#### GIVEN INFORMATION
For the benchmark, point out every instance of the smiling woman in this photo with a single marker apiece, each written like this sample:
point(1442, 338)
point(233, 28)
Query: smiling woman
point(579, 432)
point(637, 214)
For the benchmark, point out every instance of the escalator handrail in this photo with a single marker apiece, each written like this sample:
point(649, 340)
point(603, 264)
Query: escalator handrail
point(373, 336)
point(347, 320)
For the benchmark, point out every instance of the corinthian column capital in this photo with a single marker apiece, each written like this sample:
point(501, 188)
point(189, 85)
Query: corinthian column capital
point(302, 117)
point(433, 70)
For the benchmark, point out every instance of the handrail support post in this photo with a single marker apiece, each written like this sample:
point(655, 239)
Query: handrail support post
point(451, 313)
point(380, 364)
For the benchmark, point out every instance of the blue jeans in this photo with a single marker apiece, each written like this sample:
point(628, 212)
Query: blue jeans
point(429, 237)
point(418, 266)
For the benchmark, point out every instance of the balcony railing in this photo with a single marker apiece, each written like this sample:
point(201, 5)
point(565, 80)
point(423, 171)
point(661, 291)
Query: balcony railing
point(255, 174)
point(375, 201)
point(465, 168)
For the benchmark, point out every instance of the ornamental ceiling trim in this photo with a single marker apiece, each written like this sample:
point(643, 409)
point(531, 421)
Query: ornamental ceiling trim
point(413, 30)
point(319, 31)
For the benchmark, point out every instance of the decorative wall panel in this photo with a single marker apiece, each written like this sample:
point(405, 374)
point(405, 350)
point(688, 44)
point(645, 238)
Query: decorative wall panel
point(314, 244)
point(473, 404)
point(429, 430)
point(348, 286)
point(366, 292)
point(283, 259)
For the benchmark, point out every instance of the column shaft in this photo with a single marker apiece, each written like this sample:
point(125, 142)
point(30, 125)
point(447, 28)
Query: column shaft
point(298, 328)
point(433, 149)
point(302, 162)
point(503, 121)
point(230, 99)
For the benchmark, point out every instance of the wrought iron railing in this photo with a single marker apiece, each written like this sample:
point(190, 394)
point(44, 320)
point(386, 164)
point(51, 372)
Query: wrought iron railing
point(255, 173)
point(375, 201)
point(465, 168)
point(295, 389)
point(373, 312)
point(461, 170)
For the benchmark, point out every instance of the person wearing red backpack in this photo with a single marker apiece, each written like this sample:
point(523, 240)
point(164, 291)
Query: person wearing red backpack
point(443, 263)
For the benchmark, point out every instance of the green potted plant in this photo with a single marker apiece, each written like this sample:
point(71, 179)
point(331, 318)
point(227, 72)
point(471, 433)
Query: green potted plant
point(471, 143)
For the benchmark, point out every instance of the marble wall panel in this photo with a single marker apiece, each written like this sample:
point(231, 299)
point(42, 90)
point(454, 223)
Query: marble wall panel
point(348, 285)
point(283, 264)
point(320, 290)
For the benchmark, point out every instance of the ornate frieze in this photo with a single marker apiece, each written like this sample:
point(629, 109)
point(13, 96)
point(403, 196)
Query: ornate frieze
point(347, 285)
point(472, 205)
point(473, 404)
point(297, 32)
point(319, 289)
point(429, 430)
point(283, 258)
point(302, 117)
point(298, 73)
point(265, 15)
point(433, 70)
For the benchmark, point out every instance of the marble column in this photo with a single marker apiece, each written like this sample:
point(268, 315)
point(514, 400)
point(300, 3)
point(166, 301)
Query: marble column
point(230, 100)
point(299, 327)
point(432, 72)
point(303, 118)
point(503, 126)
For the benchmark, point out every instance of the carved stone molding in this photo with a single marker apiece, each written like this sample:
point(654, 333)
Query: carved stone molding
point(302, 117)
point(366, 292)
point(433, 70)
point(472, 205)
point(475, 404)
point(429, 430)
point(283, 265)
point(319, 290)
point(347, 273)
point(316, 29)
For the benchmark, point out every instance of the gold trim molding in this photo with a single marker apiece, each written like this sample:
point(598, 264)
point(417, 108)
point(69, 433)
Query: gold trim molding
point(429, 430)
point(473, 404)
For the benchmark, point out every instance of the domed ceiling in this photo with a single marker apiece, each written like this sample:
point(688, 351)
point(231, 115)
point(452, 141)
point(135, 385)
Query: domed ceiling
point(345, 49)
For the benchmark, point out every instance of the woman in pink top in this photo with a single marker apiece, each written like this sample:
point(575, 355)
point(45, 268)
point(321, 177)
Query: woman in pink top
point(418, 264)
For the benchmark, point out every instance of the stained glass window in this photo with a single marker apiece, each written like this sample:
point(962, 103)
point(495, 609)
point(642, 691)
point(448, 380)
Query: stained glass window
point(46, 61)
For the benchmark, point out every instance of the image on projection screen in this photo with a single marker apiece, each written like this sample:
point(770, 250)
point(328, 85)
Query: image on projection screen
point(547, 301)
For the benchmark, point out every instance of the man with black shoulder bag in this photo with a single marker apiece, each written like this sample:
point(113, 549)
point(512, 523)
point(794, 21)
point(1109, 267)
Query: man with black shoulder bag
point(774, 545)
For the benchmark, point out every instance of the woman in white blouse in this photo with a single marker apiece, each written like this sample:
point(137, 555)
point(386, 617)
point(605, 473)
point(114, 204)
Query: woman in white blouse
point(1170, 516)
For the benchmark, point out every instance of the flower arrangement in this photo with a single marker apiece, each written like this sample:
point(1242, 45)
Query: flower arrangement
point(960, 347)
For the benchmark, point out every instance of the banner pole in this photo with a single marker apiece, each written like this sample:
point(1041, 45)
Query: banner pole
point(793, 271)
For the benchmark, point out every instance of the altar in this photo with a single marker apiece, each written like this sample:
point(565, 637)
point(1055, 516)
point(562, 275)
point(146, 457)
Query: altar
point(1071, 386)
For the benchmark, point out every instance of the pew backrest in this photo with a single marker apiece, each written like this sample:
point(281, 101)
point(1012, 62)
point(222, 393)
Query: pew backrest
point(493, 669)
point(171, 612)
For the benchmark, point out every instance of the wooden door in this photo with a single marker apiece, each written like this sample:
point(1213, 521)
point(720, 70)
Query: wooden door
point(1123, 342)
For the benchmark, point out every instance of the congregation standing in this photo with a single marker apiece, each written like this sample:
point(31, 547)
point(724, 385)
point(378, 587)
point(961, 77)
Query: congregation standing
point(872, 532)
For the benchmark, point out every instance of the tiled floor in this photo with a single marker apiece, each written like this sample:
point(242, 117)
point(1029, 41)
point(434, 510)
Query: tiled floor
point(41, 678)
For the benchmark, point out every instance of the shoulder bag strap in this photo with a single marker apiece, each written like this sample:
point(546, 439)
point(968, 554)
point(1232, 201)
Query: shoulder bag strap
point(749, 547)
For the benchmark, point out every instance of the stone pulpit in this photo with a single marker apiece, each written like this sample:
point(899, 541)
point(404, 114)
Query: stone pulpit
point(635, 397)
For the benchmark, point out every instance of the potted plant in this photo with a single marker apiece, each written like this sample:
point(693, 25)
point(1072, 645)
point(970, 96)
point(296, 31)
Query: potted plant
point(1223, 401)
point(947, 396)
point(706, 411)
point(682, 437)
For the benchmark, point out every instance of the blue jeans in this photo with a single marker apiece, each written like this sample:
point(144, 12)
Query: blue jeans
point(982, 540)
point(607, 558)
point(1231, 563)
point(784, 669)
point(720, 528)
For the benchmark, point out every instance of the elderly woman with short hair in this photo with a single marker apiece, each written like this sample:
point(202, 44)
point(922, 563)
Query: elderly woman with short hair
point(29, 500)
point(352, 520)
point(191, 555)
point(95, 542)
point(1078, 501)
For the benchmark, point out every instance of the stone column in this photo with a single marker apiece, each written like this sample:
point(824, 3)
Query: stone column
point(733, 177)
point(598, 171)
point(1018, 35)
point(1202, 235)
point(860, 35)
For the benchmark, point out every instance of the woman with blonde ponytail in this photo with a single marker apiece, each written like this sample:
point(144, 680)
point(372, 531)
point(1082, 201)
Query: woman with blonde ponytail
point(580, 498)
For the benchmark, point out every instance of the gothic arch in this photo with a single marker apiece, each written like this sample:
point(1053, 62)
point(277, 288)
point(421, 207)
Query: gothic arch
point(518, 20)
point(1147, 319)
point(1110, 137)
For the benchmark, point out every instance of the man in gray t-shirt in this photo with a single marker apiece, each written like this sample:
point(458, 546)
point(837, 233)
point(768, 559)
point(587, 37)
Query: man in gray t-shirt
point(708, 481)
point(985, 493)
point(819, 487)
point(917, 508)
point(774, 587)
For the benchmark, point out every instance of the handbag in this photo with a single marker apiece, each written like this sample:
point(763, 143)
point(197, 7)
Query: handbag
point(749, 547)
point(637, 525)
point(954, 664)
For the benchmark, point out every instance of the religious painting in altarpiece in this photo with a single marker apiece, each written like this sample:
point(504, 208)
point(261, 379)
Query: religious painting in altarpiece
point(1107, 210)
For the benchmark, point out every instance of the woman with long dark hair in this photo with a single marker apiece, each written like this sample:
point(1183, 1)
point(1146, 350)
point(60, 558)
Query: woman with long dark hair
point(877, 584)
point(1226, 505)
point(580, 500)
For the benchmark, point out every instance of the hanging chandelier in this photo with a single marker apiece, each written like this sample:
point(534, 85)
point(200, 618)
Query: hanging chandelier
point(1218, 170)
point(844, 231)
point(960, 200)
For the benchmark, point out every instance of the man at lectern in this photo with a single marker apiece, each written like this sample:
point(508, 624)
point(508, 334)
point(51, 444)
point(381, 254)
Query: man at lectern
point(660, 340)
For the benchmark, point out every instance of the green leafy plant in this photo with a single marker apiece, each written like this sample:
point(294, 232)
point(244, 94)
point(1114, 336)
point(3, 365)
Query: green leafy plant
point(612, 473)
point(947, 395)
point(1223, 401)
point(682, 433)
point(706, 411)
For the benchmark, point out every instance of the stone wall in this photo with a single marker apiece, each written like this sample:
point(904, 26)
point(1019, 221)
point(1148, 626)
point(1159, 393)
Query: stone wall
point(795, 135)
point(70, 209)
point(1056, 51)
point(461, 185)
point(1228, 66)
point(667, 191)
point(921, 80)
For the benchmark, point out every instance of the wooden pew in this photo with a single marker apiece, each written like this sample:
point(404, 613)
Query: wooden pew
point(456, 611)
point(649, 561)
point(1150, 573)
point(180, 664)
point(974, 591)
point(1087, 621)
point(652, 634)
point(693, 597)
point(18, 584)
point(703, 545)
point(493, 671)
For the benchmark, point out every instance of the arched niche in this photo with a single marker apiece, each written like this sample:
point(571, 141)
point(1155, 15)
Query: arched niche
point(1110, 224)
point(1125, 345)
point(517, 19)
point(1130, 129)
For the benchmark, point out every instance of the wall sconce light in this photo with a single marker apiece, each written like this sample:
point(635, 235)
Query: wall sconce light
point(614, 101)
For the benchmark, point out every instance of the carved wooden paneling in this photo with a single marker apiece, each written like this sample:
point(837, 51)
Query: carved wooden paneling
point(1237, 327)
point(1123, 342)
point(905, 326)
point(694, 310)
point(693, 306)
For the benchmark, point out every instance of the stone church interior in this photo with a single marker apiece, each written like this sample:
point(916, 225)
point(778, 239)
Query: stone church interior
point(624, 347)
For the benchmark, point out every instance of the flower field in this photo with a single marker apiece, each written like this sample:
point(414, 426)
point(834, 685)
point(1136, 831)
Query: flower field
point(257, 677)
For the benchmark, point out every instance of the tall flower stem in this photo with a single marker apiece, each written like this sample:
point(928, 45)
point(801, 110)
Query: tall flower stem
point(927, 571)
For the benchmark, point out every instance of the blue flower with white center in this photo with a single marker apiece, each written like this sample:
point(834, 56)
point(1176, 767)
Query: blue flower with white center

#### WHAT YOU SHOULD DO
Set out the stretch of the material from the line containing "For the benchmark, point out every instance of the marble column" through the line containing "point(316, 29)" as a Markdown table with two columns, Number and Text. Number each line in order and leave out any blank lines.

#### EXERCISE OUTPUT
| Number | Text |
|---|---|
| 1 | For the benchmark, point out every instance of the marble column in this photo with a single marker apiece, each written like this sample: |
| 2 | point(268, 315) |
| 3 | point(514, 400) |
| 4 | point(300, 3) |
| 5 | point(166, 301) |
| 6 | Query: marble column |
| 7 | point(230, 100) |
| 8 | point(299, 327) |
| 9 | point(432, 72) |
| 10 | point(303, 118) |
| 11 | point(503, 126) |
| 12 | For the benchmark, point out every instance of the carved stone molding in this photo with a single marker apiece, each written like this sample: |
| 13 | point(654, 333) |
| 14 | Query: carved stone molding |
| 15 | point(302, 117) |
| 16 | point(366, 292) |
| 17 | point(433, 70) |
| 18 | point(472, 205) |
| 19 | point(475, 404) |
| 20 | point(429, 430) |
| 21 | point(283, 265) |
| 22 | point(319, 290) |
| 23 | point(347, 273) |
| 24 | point(316, 29) |